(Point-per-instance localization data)
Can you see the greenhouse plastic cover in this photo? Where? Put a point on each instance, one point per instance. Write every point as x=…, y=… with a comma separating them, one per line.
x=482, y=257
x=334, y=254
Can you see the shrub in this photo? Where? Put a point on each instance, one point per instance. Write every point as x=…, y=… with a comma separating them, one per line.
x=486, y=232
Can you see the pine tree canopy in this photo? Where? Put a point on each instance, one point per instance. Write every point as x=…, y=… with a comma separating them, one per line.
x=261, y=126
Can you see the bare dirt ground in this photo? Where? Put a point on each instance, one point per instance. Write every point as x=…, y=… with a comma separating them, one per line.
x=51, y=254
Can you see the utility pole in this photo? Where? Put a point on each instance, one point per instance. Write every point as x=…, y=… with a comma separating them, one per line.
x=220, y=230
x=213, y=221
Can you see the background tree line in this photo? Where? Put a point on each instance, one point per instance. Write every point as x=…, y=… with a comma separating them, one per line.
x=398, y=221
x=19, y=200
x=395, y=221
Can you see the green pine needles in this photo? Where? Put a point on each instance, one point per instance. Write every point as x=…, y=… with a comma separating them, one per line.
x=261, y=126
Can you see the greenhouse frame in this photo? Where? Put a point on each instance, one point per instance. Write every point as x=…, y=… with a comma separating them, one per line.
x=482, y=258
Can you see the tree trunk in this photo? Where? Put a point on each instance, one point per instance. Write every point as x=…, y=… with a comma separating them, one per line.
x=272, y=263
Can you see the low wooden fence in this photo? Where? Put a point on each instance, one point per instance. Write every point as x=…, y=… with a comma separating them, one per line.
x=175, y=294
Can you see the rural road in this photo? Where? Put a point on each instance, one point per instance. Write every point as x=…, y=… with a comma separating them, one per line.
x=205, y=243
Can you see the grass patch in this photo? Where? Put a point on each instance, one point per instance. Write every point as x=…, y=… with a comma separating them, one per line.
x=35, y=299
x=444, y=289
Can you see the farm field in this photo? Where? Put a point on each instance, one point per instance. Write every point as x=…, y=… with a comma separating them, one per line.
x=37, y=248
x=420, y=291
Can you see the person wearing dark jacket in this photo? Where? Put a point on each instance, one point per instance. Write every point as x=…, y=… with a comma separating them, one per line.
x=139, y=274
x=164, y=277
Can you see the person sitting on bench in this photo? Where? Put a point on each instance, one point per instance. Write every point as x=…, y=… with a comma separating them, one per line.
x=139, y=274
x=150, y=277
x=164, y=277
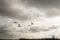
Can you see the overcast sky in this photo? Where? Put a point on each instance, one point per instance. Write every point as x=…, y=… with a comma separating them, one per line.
x=24, y=10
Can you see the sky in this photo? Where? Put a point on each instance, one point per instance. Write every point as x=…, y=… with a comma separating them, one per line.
x=41, y=12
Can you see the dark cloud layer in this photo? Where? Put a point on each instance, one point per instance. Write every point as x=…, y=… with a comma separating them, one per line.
x=42, y=3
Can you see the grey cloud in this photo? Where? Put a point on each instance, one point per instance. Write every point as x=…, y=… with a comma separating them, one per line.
x=42, y=3
x=17, y=13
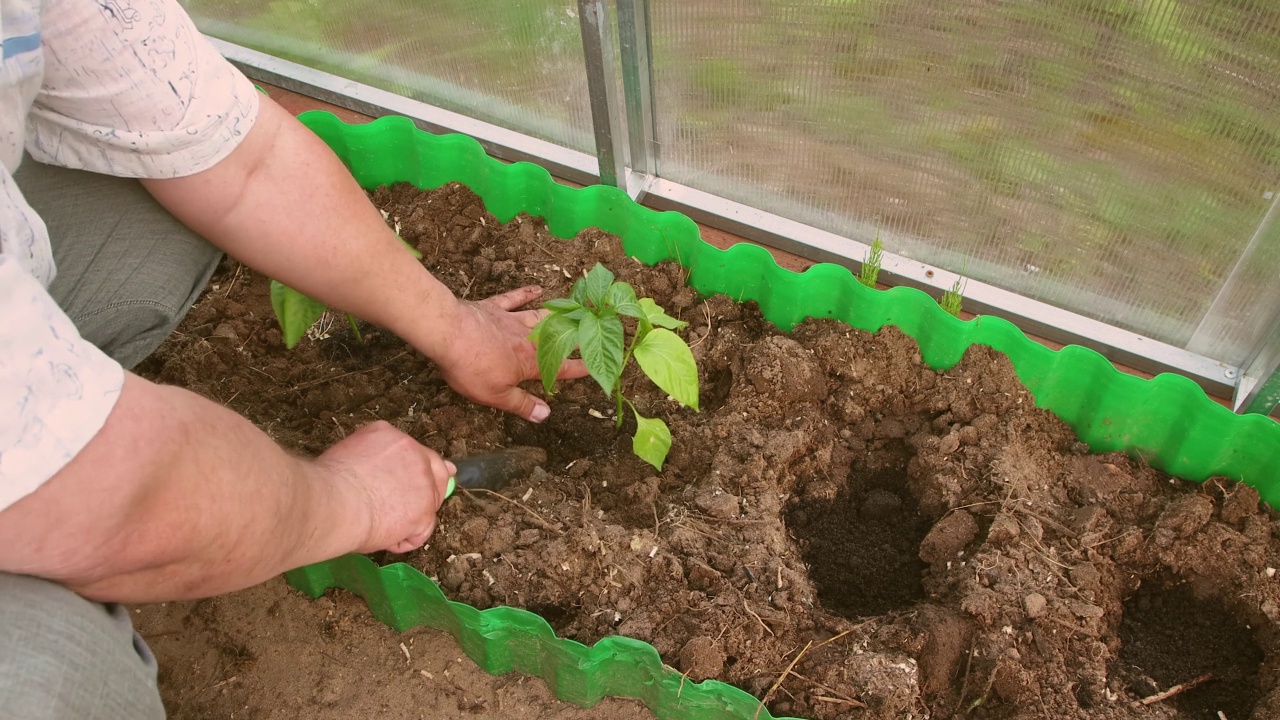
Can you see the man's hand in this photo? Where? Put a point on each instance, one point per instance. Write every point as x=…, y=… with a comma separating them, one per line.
x=178, y=497
x=283, y=204
x=489, y=352
x=402, y=481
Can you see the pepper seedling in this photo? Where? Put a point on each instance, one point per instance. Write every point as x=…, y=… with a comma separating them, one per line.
x=297, y=313
x=590, y=320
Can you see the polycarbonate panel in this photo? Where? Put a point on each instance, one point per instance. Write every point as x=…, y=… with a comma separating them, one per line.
x=513, y=63
x=1110, y=156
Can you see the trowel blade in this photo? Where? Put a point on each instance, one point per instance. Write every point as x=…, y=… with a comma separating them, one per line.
x=494, y=470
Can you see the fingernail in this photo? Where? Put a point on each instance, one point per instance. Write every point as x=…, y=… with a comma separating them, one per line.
x=540, y=413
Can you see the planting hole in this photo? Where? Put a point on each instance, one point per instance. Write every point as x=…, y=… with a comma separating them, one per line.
x=863, y=546
x=1169, y=637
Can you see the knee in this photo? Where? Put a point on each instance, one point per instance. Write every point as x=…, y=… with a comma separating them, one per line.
x=63, y=656
x=141, y=315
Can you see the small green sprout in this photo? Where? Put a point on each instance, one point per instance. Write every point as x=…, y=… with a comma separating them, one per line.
x=297, y=313
x=952, y=299
x=590, y=320
x=869, y=272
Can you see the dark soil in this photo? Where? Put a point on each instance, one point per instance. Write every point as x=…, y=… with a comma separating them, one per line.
x=932, y=543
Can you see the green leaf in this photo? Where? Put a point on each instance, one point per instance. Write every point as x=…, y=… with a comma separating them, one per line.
x=622, y=299
x=561, y=304
x=670, y=364
x=295, y=311
x=653, y=440
x=598, y=282
x=556, y=337
x=657, y=315
x=600, y=341
x=579, y=292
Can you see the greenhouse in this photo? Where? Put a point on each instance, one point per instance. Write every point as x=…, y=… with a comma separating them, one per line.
x=877, y=359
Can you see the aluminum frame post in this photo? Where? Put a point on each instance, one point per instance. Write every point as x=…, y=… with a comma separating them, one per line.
x=635, y=42
x=611, y=147
x=1258, y=390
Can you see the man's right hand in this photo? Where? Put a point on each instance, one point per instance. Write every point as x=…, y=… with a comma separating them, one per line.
x=403, y=483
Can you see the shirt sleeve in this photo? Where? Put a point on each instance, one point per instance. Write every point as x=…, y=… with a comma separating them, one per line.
x=132, y=89
x=56, y=388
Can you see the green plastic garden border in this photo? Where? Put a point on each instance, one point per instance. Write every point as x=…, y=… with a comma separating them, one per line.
x=1166, y=420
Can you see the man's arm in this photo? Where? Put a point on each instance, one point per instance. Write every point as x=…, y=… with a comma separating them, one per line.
x=178, y=497
x=283, y=204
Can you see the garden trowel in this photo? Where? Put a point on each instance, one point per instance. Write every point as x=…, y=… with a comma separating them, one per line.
x=494, y=470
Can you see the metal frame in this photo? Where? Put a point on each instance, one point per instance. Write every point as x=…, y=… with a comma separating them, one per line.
x=368, y=100
x=1260, y=381
x=611, y=146
x=638, y=90
x=1033, y=317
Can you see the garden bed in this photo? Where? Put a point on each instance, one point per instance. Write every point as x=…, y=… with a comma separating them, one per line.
x=841, y=528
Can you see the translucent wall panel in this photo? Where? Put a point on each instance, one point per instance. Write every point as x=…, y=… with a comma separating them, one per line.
x=1110, y=156
x=513, y=63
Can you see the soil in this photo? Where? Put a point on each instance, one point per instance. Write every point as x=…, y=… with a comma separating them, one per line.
x=908, y=542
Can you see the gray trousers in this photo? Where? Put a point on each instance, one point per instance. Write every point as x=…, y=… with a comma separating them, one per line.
x=127, y=273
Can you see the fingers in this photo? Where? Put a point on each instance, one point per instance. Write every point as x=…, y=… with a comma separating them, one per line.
x=516, y=297
x=524, y=405
x=415, y=542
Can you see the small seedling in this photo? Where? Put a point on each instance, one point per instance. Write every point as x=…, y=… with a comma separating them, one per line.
x=297, y=313
x=869, y=272
x=590, y=320
x=954, y=297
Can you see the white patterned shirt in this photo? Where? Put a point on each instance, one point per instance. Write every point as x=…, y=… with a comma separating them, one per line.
x=122, y=87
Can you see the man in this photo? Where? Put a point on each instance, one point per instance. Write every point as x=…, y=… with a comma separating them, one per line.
x=117, y=490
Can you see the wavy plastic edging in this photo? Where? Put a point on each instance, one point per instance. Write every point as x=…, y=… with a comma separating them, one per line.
x=1166, y=420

Task requirements: If an entry holds a picture, skip the picture and print the rest of the data exactly.

Answer box:
Can you see the greenhouse plastic cover in this photo? Where? Put a point on each instance, one point per instance. Write every point as x=…, y=… with a comma separating them, one per line.
x=482, y=257
x=334, y=254
Can you see the shrub in this photo? Where? Put a point on each instance, one point per instance. Write every point as x=…, y=… with a comma separating them, one per line.
x=486, y=232
Can you see the pine tree canopy in this photo? Where? Put a point on each instance, one point per instance. Write every point as x=…, y=… with a comma separating them, one per line.
x=261, y=126
Can you see the bare dirt ground in this photo? Where? Put a point on each instance, one point per instance. Write every point as x=…, y=… with a comma separating them, one per line.
x=51, y=254
Can you see the utility pole in this photo? Where? Put a point on each instance, one point per instance. Write every point as x=…, y=… with a comma separating them, one per line.
x=220, y=230
x=213, y=221
Can you see the background tree line in this photo? Where? Put a point on each instance, one point per instance. Write every point as x=…, y=… with a comma separating them, one per line.
x=398, y=221
x=19, y=200
x=395, y=221
Can you see the green pine needles in this photo? Where? Put a point on each instance, one point per instance. Write every point as x=…, y=… with a comma separating them, one per line.
x=261, y=126
Can you see the greenhouse frame in this photo? Where? Put a point on each instance, one point per instance. Write every point as x=…, y=… with a comma separating them, one per line.
x=482, y=258
Can you see the tree trunk in this photo? Where? Put a point on each instance, one point per instance. Write every point as x=…, y=… with a comma separating them, one per line.
x=272, y=263
Can you see the low wooden fence in this photo? Where? Put a point on each instance, one point per instance. Write every point as x=…, y=… with a comma separating them, one per line.
x=175, y=294
Can you see the rural road in this photo? Where? Put a point on each instance, one point per instance. Write every point as x=…, y=… with a comma separating them, one per line.
x=205, y=243
Can you see the grass patch in this photo? Where? Put a point on each instance, one point per instance. Write every point as x=…, y=… with a comma separating them, one per line.
x=35, y=299
x=444, y=289
Can you see the farm field in this photo? Where? Put a point on each instance, one point per instance. Write every point as x=…, y=… with a comma separating them, one per line.
x=37, y=248
x=420, y=291
Can you see the person wearing dark jacket in this photo? Where? Put a point on each instance, one point per instance. Write every point as x=…, y=… with a comma separating them, one per line.
x=139, y=274
x=164, y=277
Can you see the person sitting on bench in this photo? Where? Put a point on each instance, one point per instance. Write every point as x=…, y=… with a comma separating them, one per line.
x=139, y=274
x=150, y=277
x=164, y=277
Can you see the overcast sky in this photo? Where? Put a point on each instance, one point per instance. Write every point as x=…, y=… with a comma separating them, one per line.
x=24, y=10
Can you see the sky in this photo? Where? Put a point on each instance, one point per instance. Write every point as x=…, y=… with a comma separating them, one per line.
x=41, y=12
Can you see the dark cloud layer in this photo? Where? Put a point on each instance, one point per instance. Write every point as x=…, y=… with a comma separating them, one per line.
x=42, y=3
Can you see the grey cloud in this photo? Where? Put a point on each instance, one point per instance. Write every point as x=…, y=… with a comma separating them, one per line.
x=42, y=3
x=17, y=13
Can you see the man's hand in this photo? Where? Put a point on each instance, one point per instance. Write every point as x=…, y=… with a comma separating them, one per line.
x=178, y=497
x=283, y=204
x=489, y=352
x=402, y=481
Can you see the pepper seedling in this photo? Where? Put a point on each instance, one point per instance. Write every point as x=…, y=… with a comma separating them, one per line.
x=297, y=313
x=590, y=320
Can you see the polycarbonate panel in this photo? Where? Put a point on each instance, one point per instance. Write every point as x=…, y=… with a comma separating them, one per line.
x=513, y=63
x=1110, y=156
Can you see the trowel blade in this photo? Where? Put a point on each instance, one point per instance. Write every point as x=…, y=… with a comma separating them, one per line.
x=494, y=470
Can you see the fingernail in this photo? Where? Put a point on each instance, one point per instance. Write every point as x=…, y=… with a comma separating them, one per line.
x=540, y=413
Can you see the planting hole in this photo? Where? Put a point on each instance, one point per instance. Write every point as x=…, y=… with a comma separating them, one per line.
x=863, y=546
x=1169, y=637
Can you see the knee in this photo? Where? Put a point on each instance, one point per instance. Write every point as x=…, y=… with a comma separating them, one per line.
x=63, y=656
x=141, y=315
Can you see the small green sprout in this photo? Where? Put a point on each instance, one point per instance. Write every point as x=…, y=… with a comma separating them, one per line.
x=297, y=313
x=952, y=299
x=590, y=320
x=869, y=272
Can you see the dark soil in this photo? Where? Put a point on each instance, one point per instance. Write every point as x=…, y=… with a comma separating them, one per line.
x=932, y=543
Can you see the green leaf in this photo? Where? Put a point on each instance, one point per instance. Write every point as x=…, y=… with a comma separating them, one per line.
x=622, y=299
x=561, y=304
x=670, y=364
x=295, y=311
x=653, y=440
x=598, y=282
x=556, y=337
x=657, y=315
x=600, y=341
x=579, y=292
Can you see the greenhouse in this photo? Where? Put a point on each instance, one point per instance. Write every point as x=…, y=… with a comma separating them, one per line.
x=877, y=359
Can you see the aluminum frame post in this photo? Where? Put a point on each instance, one point per instance. Write every point as x=…, y=… with a comma separating them, one per line.
x=635, y=42
x=611, y=147
x=1258, y=390
Can you see the man's right hand in this photo? Where? Put a point on each instance, one point per instance. Write every point as x=…, y=… with a comma separating them, one per line.
x=403, y=483
Can you see the shirt sleeve in this photo? Where? Put a point on each instance, one point per instance. Write every point as x=…, y=… with a comma separating them, one per line.
x=132, y=89
x=56, y=388
Can you see the green plastic garden border in this photo? Where? Put a point on each instance, one point per instance. Write every point as x=…, y=… with a comma separating them, one per line.
x=1166, y=420
Can you see the man's arm in this photo? Where? Put a point on each instance, one point per instance. Write every point as x=…, y=… with a comma separating them, one per line.
x=178, y=497
x=283, y=204
Can you see the garden trowel in this photo? Where? Put a point on each instance, one point per instance. Write every point as x=…, y=… with a comma separating them, one per line.
x=494, y=470
Can you see the metal frame in this photo? Where? Put a point on each instance, one point per instance. Write every point as x=…, y=… with a comma separating them, one per line.
x=368, y=100
x=1260, y=381
x=611, y=146
x=638, y=90
x=1033, y=317
Can you see the garden bed in this photo? Where? Put a point on each instance, one point per instance. Write every point as x=…, y=… with a comma separating them, one per line.
x=841, y=528
Can you see the translucent wall panel in this photo? Where? Put a point on each instance, one point per instance. Write every point as x=…, y=… with a comma separating them, one per line.
x=1110, y=156
x=513, y=63
Can you see the soil in this photo? Where? Put a point on each instance, one point per instance. Write every point as x=…, y=… with a comma separating them, one per line.
x=908, y=542
Can you see the gray trousers in this photo? Where? Put a point on each instance, one point per instance. Write every point as x=…, y=… with a comma separating them, one per line.
x=127, y=273
Can you see the fingers in this photo? Where? Put a point on each instance, one point per instance. Write every point as x=…, y=… with a comma separating them, one per line.
x=516, y=297
x=524, y=405
x=415, y=542
Can you see the small seedling in this photo? Where? Put a point on each instance, one point per instance. Write every point as x=…, y=… with a comma separating them, one per line.
x=297, y=313
x=869, y=272
x=590, y=320
x=954, y=297
Can you see the white patterned shirt in this photo? Where? Put a point on each instance, one point per instance. Write every point as x=…, y=… with a comma separating them, one per line.
x=122, y=87
Can you see the man in this photo? Where? Put a point on each instance, one point per instance. Write every point as x=…, y=… with a comma separating them, one per line.
x=117, y=490
Can you see the wavy plastic edging in this photo? Where? Put a point on each instance, one point per instance. Write every point as x=…, y=… with a comma separating them, one per line.
x=1166, y=420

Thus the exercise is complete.